[Region pointing data]
__________________________________________________

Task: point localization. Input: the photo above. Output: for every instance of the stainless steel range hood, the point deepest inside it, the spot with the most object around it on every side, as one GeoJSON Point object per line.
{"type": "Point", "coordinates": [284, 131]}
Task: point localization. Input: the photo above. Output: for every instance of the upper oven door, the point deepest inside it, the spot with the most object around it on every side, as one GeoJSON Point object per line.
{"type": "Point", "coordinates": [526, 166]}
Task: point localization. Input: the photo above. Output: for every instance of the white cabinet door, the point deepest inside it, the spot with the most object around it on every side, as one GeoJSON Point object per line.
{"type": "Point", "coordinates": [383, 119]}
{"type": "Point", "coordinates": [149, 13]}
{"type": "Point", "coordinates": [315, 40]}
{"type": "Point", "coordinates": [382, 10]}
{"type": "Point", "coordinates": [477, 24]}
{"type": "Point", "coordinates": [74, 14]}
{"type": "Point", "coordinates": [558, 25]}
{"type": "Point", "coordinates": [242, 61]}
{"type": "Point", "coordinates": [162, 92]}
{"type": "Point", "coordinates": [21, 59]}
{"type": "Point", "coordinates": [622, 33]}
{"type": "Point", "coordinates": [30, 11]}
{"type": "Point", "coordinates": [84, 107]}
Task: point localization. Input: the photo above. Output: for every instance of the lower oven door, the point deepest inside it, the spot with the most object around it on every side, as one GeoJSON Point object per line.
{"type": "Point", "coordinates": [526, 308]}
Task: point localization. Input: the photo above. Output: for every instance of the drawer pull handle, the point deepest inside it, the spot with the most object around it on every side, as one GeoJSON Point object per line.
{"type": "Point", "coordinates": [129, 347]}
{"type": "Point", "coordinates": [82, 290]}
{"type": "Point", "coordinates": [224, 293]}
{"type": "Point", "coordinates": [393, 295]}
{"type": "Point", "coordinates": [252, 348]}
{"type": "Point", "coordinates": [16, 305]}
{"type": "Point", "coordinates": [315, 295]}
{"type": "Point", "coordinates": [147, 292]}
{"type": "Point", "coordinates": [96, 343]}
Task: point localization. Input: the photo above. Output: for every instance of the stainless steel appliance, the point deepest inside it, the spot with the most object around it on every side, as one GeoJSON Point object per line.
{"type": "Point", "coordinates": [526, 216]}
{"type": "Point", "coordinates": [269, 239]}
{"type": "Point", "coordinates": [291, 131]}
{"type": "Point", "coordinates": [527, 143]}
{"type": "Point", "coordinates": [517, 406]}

__________________________________________________

■ **What you have to do**
The answer should consist of every entry, repeated word for word.

■ **Problem solution**
Task: point localization. Input: the photo above. Output: for every instance of the stainless steel range hood, the point deepest inside it, the spot with the most object around it on every side, as one GeoJSON Point object per line.
{"type": "Point", "coordinates": [284, 131]}
Task: point localization. Input: the photo above. Output: for every instance of the upper oven door, the point deepest inside it, the spot with the most object around it on every side, as one GeoJSON Point object per line.
{"type": "Point", "coordinates": [526, 166]}
Task: point localization. Input: the photo above. Output: for every instance of the white cabinet door, the point deepest inside it, the spot with the most object around it on every side, as one GeoJSON Point object per line.
{"type": "Point", "coordinates": [383, 119]}
{"type": "Point", "coordinates": [149, 13]}
{"type": "Point", "coordinates": [315, 40]}
{"type": "Point", "coordinates": [382, 10]}
{"type": "Point", "coordinates": [477, 24]}
{"type": "Point", "coordinates": [74, 14]}
{"type": "Point", "coordinates": [558, 25]}
{"type": "Point", "coordinates": [242, 61]}
{"type": "Point", "coordinates": [162, 92]}
{"type": "Point", "coordinates": [21, 59]}
{"type": "Point", "coordinates": [622, 33]}
{"type": "Point", "coordinates": [30, 11]}
{"type": "Point", "coordinates": [84, 107]}
Task: point localization. Input: the photo above. Output: for every instance of the lower oven door, the point deepest inside it, the spot with the most object around it on every side, as one GeoJSON Point object per line.
{"type": "Point", "coordinates": [526, 308]}
Task: point localization. Input: the photo above. Output: for every instance of the drawer pull handle, the point deepest inside it, the spot with the most object around it on every side, as one GeoJSON Point object per line.
{"type": "Point", "coordinates": [129, 347]}
{"type": "Point", "coordinates": [82, 290]}
{"type": "Point", "coordinates": [224, 293]}
{"type": "Point", "coordinates": [393, 295]}
{"type": "Point", "coordinates": [252, 348]}
{"type": "Point", "coordinates": [16, 305]}
{"type": "Point", "coordinates": [315, 295]}
{"type": "Point", "coordinates": [147, 292]}
{"type": "Point", "coordinates": [96, 343]}
Task: point localization. Input: the photo above. Output: for every instance of the stainless steel appliance, the point deepest inside it, the spot with the most object around it on every side, as one GeoJSON Point object per line.
{"type": "Point", "coordinates": [526, 216]}
{"type": "Point", "coordinates": [269, 239]}
{"type": "Point", "coordinates": [291, 131]}
{"type": "Point", "coordinates": [527, 143]}
{"type": "Point", "coordinates": [517, 406]}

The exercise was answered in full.